PROVIDED ENTRIES –
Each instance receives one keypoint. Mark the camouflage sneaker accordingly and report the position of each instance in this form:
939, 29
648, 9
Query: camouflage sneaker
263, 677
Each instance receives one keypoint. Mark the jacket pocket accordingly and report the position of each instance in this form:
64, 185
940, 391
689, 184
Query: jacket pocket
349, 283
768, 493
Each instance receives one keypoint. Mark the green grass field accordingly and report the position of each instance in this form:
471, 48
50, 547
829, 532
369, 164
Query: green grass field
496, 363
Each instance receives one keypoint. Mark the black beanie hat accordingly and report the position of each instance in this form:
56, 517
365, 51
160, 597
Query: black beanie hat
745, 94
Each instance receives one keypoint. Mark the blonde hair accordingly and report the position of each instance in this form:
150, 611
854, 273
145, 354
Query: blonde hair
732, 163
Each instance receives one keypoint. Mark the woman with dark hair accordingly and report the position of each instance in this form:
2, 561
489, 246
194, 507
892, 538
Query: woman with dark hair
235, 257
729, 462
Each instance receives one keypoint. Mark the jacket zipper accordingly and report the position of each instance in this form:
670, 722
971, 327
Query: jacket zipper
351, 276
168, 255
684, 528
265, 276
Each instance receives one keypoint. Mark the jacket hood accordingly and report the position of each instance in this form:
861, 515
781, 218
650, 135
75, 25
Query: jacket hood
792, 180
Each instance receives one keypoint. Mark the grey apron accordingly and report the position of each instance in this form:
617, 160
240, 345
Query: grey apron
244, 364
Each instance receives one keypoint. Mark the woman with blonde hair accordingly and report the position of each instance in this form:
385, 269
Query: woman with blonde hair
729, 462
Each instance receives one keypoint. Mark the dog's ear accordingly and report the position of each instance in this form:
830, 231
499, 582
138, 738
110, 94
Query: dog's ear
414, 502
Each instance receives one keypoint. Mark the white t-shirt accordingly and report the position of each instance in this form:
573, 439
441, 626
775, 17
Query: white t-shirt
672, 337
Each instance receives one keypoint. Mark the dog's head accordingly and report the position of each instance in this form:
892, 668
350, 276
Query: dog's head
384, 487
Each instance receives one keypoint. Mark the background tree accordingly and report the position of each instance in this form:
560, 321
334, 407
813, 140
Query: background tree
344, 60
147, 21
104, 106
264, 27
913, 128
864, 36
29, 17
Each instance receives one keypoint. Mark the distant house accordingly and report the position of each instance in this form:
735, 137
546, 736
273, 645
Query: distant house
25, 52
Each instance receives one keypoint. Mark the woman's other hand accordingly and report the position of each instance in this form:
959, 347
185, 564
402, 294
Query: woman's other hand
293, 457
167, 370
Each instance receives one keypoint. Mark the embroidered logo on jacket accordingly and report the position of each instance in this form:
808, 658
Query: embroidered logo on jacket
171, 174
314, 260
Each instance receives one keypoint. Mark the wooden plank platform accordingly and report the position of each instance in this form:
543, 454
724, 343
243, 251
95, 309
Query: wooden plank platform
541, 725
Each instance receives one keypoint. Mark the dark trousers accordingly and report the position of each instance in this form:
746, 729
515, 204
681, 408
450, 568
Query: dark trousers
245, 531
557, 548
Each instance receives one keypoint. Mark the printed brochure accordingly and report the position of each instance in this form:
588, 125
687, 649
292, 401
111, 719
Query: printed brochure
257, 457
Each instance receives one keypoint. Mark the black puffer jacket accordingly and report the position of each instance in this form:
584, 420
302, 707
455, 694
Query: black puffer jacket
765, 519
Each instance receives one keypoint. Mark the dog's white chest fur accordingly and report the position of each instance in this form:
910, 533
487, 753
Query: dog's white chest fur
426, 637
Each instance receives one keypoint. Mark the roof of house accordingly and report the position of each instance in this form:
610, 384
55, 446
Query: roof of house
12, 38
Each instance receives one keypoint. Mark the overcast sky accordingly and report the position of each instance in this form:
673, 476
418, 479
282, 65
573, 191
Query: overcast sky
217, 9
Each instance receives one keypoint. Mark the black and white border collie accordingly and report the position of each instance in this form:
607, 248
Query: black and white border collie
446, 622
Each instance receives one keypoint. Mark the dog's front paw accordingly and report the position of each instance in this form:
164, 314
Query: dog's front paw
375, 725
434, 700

ABOUT THIS EXERCISE – Your job is to copy all the records exactly.

RESPONSE TO THIS TASK –
Each instance receives one keypoint. Mark the camouflage sneaker accordingly and report the position of each instance in this form:
939, 29
648, 9
Query: camouflage sneaker
263, 677
Each instance receives one keypoint. Mark the jacket pocket accordingly and report the position of each instance in this form:
64, 185
940, 391
689, 184
Query: jacket pocket
349, 283
768, 493
Each instance receives one keypoint. Mark the green grass field accordingly and report the position of each instance in this form:
471, 48
50, 547
829, 532
369, 164
Query: green grass field
496, 363
Each instance receives one keypoint. Mark the black beanie hat accordingly and report the position of each instance in this form:
56, 517
365, 51
160, 597
Query: black beanie hat
745, 94
Each instance receives one keypoint. Mark the blonde hair accordingly and report the position of each instance in this form:
150, 611
854, 273
145, 354
Query: blonde hair
732, 163
Each instance receives one keypoint. Mark the woman with dark hair accordingly and report the position of each instance in this form:
2, 561
489, 246
194, 507
892, 538
Query: woman with dark hair
235, 257
729, 462
Each instance receives one keypoint. Mark the jacket zipper accordingly and report the position of each instance in this form:
670, 722
971, 327
Query: jacket zipper
351, 276
168, 255
684, 528
265, 276
Each instance receives one keypoint. Mark the jacket hood accordingly and report the position of each instance in this form:
861, 515
781, 218
650, 135
75, 25
Query: jacket hood
792, 180
Each instance receives one keypoint. Mark the grey apron accordingly and report the position of each instance in this form:
617, 160
240, 345
Query: grey apron
244, 364
Each instance receives one keypoint. Mark the woman with blonde hair accordingly and report the position of each instance in this form:
385, 269
Query: woman with blonde hair
729, 462
Each instance receives one keypoint. Mark the dog's ear accordingly and report the position of each instance in this form:
830, 231
499, 582
138, 738
110, 94
Query: dog's ear
414, 502
Each instance receives one keypoint. Mark the white t-shirt accordingly and report the position of each instance in this form:
573, 439
441, 626
775, 17
Query: white t-shirt
672, 337
Each instance receives one keypoint. Mark the dog's head accordingly and report the position of each instance in this form:
892, 668
350, 276
Query: dog's head
384, 487
Each instance receives one keypoint. Mark the background tree accordingly and report the position of each instance in this form:
560, 321
334, 407
813, 140
Query: background tree
344, 60
147, 21
104, 106
264, 27
913, 128
864, 36
29, 17
Each instance receives one keypoint. Mark the distant house accordingly and report the position of each instance in this form:
735, 137
546, 736
273, 645
Query: distant house
25, 52
Each instance receives one keypoint. Mark the woman's other hand accordingly and report the position of each instance in this form:
959, 347
185, 564
402, 294
Query: woman's other hand
293, 457
167, 370
Each instance receives one keypoint. Mark the embroidered logo on jacket accordingly and report the position of each instance in this form:
808, 658
Query: embroidered logo on jacket
171, 174
314, 260
Each instance receives one keypoint. Mark the wooden plank platform accordingly and report the position of each instance in this form:
543, 454
724, 343
243, 251
95, 309
Query: wooden plank platform
541, 725
Each instance receives one keypoint. Mark the dark trousers accordingly and report the position of each instance in this form:
746, 729
515, 204
681, 408
450, 568
Query: dark trousers
245, 531
557, 548
Each instance receives one keypoint. Mark the printed brochure accordingly and report the position of each instance in this form:
588, 125
687, 649
292, 401
111, 719
Query: printed brochure
257, 457
Each instance receives one keypoint. Mark the black puffer jacket accordingly and report the position of each instance in this form:
584, 420
302, 707
455, 694
Query: black puffer jacket
765, 519
Each instance receives one keypoint. Mark the dog's white chest fur accordingly and report the position of each instance in this form:
910, 533
487, 753
Query: dog's white chest fur
426, 637
Each instance receives one keypoint. Mark the roof of house accordingly and report the position of each instance in this form:
610, 384
55, 446
Query: roof of house
12, 38
Each instance receives one keypoint. Mark the overcast sky accordingly and report the position of each instance in this form:
673, 476
418, 479
282, 65
573, 191
Query: overcast sky
217, 9
Each instance receives one keypoint. Mark the black and white border collie accordingly and report the position of each instance in this form:
607, 248
Query: black and white border collie
446, 622
Each instance receives one keypoint. Mark the dog's front paw accordingly and report the position of each instance in this form:
164, 314
Query: dog's front paw
375, 725
434, 700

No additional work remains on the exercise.